WHAT THIS TASK INVOLVES:
Identify every line of the records that contains the word "calf", and copy each such line.

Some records

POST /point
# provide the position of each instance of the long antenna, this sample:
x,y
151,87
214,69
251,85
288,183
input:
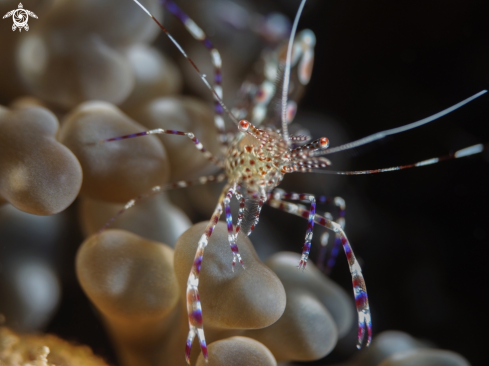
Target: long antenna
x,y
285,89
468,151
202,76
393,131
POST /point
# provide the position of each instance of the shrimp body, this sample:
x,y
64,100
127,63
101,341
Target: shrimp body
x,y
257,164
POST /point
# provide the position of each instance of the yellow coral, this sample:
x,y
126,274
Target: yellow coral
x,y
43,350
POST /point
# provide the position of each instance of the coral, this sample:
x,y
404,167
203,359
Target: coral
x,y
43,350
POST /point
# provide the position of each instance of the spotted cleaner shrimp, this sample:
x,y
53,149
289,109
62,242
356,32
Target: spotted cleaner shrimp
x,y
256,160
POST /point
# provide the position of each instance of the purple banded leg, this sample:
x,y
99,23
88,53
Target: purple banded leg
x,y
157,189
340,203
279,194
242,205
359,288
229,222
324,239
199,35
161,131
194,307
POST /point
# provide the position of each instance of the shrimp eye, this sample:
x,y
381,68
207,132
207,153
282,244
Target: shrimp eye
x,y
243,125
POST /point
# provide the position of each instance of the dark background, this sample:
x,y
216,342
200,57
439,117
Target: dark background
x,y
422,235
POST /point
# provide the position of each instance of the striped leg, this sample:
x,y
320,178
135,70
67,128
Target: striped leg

--

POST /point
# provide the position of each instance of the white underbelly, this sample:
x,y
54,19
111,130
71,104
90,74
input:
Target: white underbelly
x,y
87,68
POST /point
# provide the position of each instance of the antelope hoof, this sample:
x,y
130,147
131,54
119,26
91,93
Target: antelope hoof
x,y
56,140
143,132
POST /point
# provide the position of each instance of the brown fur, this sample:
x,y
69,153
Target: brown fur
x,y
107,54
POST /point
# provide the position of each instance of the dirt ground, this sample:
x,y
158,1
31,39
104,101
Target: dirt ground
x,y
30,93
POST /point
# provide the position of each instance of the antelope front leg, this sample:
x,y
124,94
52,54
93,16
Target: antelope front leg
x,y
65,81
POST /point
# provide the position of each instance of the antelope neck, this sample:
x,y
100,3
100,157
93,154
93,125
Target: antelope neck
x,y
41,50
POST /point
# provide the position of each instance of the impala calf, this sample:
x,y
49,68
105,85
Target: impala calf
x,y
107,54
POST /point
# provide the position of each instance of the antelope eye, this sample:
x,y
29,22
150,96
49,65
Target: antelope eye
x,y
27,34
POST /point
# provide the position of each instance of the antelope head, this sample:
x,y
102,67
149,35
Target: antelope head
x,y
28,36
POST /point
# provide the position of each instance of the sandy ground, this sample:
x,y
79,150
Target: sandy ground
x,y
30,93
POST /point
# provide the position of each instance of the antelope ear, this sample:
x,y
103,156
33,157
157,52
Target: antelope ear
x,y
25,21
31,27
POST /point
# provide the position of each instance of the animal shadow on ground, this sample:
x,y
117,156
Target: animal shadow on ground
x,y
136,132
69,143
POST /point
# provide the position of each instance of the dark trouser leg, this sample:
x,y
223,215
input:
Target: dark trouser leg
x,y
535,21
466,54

TASK RESULT:
# provide the position of each instance of the impala calf, this sample:
Target: impala calf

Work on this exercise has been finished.